* **DIRECTION**
Return each line below that contains the string "shirt". Case counts.

* **TASK DATA**
········
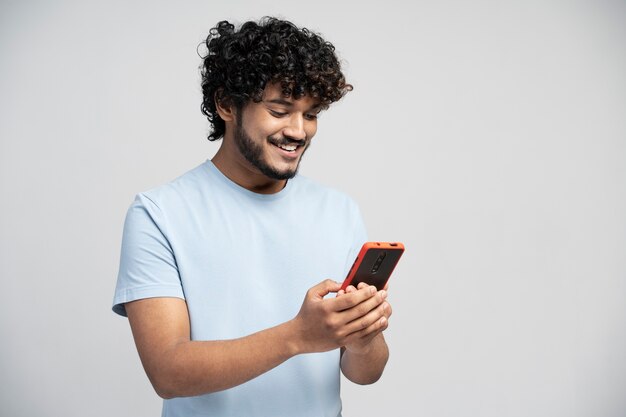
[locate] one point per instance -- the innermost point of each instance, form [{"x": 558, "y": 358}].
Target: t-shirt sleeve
[
  {"x": 147, "y": 263},
  {"x": 358, "y": 235}
]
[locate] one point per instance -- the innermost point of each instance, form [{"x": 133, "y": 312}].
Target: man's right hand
[{"x": 325, "y": 324}]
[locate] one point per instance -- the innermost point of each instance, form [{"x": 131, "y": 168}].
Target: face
[{"x": 274, "y": 134}]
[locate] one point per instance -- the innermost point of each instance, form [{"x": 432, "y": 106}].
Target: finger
[
  {"x": 369, "y": 332},
  {"x": 352, "y": 299},
  {"x": 324, "y": 288},
  {"x": 362, "y": 309},
  {"x": 365, "y": 321}
]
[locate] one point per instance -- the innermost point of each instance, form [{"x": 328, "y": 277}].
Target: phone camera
[{"x": 378, "y": 262}]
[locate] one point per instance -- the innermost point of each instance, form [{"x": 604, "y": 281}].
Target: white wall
[{"x": 488, "y": 136}]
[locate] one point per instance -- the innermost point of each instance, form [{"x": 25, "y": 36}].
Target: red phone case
[{"x": 374, "y": 264}]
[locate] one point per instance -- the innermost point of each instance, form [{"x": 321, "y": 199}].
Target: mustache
[{"x": 288, "y": 141}]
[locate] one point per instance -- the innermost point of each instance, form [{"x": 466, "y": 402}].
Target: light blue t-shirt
[{"x": 243, "y": 262}]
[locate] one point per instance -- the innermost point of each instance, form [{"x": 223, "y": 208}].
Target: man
[{"x": 215, "y": 265}]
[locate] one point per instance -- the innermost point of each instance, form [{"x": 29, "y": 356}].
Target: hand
[
  {"x": 363, "y": 343},
  {"x": 351, "y": 319}
]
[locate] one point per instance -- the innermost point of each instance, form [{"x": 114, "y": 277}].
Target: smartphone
[{"x": 374, "y": 264}]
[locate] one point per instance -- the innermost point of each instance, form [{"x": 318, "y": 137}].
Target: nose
[{"x": 295, "y": 128}]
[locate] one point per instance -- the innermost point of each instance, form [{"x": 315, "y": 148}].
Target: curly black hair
[{"x": 239, "y": 64}]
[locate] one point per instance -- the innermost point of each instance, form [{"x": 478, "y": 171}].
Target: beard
[{"x": 253, "y": 152}]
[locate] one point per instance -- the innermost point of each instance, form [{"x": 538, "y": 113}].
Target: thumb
[{"x": 323, "y": 288}]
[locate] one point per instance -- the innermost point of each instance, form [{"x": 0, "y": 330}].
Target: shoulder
[
  {"x": 182, "y": 190},
  {"x": 307, "y": 189}
]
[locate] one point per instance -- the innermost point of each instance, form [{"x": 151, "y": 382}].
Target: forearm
[
  {"x": 193, "y": 368},
  {"x": 366, "y": 367}
]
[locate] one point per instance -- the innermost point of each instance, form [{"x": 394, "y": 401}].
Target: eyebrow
[{"x": 289, "y": 103}]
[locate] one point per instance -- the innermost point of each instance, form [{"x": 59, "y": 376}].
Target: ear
[{"x": 224, "y": 107}]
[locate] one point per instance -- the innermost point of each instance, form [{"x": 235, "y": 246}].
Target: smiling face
[{"x": 274, "y": 134}]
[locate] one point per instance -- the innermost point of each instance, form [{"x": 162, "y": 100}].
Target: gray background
[{"x": 488, "y": 136}]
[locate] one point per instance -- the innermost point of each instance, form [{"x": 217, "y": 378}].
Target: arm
[
  {"x": 178, "y": 366},
  {"x": 364, "y": 360}
]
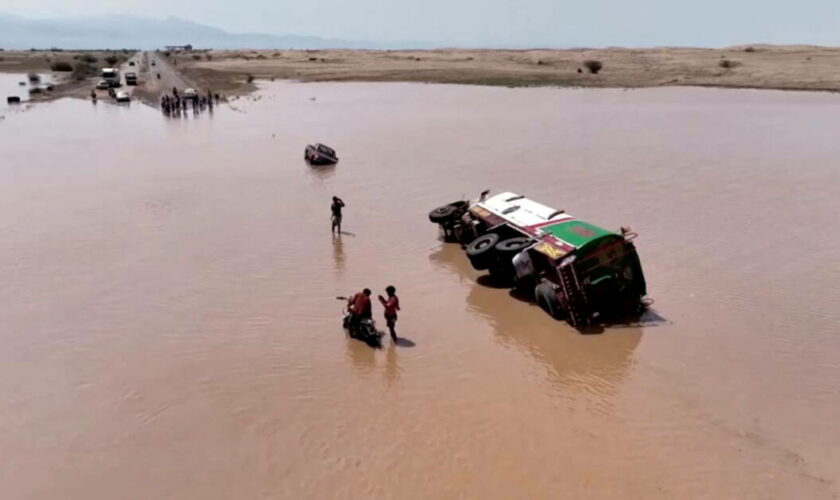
········
* **EXERCISE ANSWER**
Target: t-shirt sleeve
Target: light blue t-shirt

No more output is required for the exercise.